GOAL OF THE EXERCISE | Reproduce the passage on Dr. W. G. Rockwood word for word, from "A combination of" to "as Dr. Rockwood’.".

GIVEN TEXT |
┏━━

Another story is related where a passenger ship had docked in the Port of Colombo and an SOS was sent out for a surgeon to attend to a German National. It turned out that the German National was the German Consul Freudenberg who was treated and cured of his ailment and later became a very close friend of the family. Dr. Rockwood was also physician to the Governor of Ceylon Sir West Ridgeway.
A combination of medicine and politics
The Governor of Ceylon Sir West Ridgeway appointed Hon. Dr. W. G. Rockwood to the Legislative Council representing the Tamil community for a period of five years from March 14, 1898 to March 12, 1903. Dr. Rockwood succeeded Mudaliyar Ponnambalam Coomaraswamy who was the eldest brother of Sir Ponnambalam Ramanathan who served as the first Tamil representative in the Legislative Council for a single term. Governor Sir West Ridgeway in a private letter to Dr. Rockwood inviting him to join the Legislative Council as the Tamil representative said: ‘The Tamil community could think of no one who has earned the esteem and the admiration not of one community or of two, but of every community, of all men, of all races, as Dr. Rockwood’.
Hon. Dr. W. G. Rockwood was presented to His Majesty the King of England, Edward VII at St. James’ Palace on June 01, 1902 while he was serving as a Member of the Legislative Council. He was appointed to the Legislative Council for a second term on July 09, 1903. Due to continuing failing health, Hon. Dr. W. G. Rockwood in1906 laid off from all public activity.

┗━━

RECORD SET |
┏━━

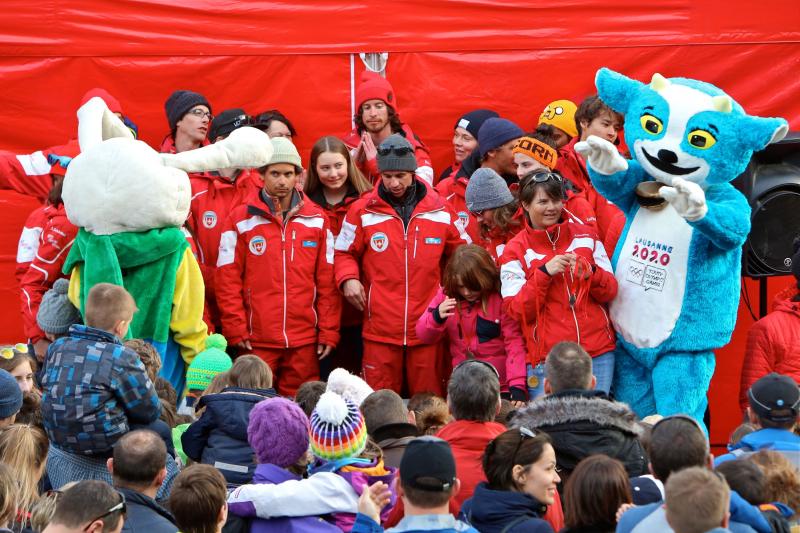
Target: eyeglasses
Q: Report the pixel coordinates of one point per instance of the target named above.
(199, 113)
(8, 352)
(397, 150)
(120, 507)
(479, 362)
(524, 433)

┗━━

OUTPUT |
A combination of medicine and politics
The Governor of Ceylon Sir West Ridgeway appointed Hon. Dr. W. G. Rockwood to the Legislative Council representing the Tamil community for a period of five years from March 14, 1898 to March 12, 1903. Dr. Rockwood succeeded Mudaliyar Ponnambalam Coomaraswamy who was the eldest brother of Sir Ponnambalam Ramanathan who served as the first Tamil representative in the Legislative Council for a single term. Governor Sir West Ridgeway in a private letter to Dr. Rockwood inviting him to join the Legislative Council as the Tamil representative said: ‘The Tamil community could think of no one who has earned the esteem and the admiration not of one community or of two, but of every community, of all men, of all races, as Dr. Rockwood’.